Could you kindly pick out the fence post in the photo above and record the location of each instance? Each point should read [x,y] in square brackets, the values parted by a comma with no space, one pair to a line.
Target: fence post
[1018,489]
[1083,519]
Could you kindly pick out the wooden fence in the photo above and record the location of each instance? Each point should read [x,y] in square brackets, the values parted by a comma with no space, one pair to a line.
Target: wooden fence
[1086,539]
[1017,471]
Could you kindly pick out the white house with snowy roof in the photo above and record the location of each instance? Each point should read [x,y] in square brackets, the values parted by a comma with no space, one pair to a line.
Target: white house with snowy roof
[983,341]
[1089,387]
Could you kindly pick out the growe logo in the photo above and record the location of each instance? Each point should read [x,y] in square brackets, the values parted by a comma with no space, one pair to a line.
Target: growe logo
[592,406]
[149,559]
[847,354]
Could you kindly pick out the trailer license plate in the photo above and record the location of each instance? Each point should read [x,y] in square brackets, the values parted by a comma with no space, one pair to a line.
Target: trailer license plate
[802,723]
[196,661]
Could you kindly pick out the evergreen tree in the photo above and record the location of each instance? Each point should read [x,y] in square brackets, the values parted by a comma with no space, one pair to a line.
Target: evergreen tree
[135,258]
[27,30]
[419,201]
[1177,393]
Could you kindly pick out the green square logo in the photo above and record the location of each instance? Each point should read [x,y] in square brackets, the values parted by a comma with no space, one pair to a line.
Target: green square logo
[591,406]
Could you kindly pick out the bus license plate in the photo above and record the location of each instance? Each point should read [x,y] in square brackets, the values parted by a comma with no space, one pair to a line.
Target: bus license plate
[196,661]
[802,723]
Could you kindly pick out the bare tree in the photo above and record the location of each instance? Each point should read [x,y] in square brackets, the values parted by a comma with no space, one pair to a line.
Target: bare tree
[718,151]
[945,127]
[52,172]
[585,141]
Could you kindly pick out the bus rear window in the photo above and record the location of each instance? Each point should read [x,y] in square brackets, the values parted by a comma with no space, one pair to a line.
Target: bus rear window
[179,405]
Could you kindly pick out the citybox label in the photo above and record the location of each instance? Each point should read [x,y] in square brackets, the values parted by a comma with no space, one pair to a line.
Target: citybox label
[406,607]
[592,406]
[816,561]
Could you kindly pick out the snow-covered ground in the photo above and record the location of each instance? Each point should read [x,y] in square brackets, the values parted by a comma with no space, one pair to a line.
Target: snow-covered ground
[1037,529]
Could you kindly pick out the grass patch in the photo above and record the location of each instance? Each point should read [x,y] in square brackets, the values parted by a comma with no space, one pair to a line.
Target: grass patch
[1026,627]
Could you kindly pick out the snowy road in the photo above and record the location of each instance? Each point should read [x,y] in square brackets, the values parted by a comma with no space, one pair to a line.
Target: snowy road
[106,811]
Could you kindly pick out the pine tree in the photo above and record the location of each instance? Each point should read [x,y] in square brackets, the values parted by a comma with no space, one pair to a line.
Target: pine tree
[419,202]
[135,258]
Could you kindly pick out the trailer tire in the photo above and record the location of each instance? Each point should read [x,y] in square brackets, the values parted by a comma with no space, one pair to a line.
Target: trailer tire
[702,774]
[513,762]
====
▸ **DIRECTIONS**
Give back exactly the lines running from the line containing "Could you kindly pick out the bus rear" through the end of the material above, both included, and nothing beyond them.

▸ **TASK SOLUTION**
Could you kindly pick out the bus rear window in the photo above and record the location of each instance? Each point should read [x,y] in square brackets, the values parted by a comma with no space, one pair to a line.
Target: bus rear window
[179,405]
Could you kindly pick out the citybox label in the photo above and record the location of each instance? Each point should read [x,y] in square brackets, the values parted by a comma with no space, one pair to a line.
Target: citybox label
[406,607]
[592,406]
[816,561]
Could you kindly pick out the snow-covered ground in the photo above and record the location of each instance? Each point should read [x,y] in square brackets, the values parted by a comma with no space, one pair to a line.
Target: snow-covered ground
[1037,529]
Could you kindly pick out the grass patch in the photo above and record the location of each instance? Each point should read [x,y] in square brackets, the values parted by a comma with no space, one pair to a line.
Target: grass patch
[1026,627]
Could you kindly pick out the snowy road in the photo above and record the location of each instance? Each point should read [x,y] in square brackets, the values parted by a comma with no space, one pair to a line.
Target: snowy road
[106,811]
Could you kindly pick out the pine tree in the photo above and record the location of each instance? Each point should read [x,y] in square brackets, the values parted by a comma with no space, one pair to a line.
Target: pine tree
[419,202]
[135,258]
Could you kindly pick out the trailer tire in the photo above and record the location of each instance? Each point should read [x,y] in square brackets, the values parted by a comma with no space, one pair to a line.
Target: trailer tire
[702,774]
[513,762]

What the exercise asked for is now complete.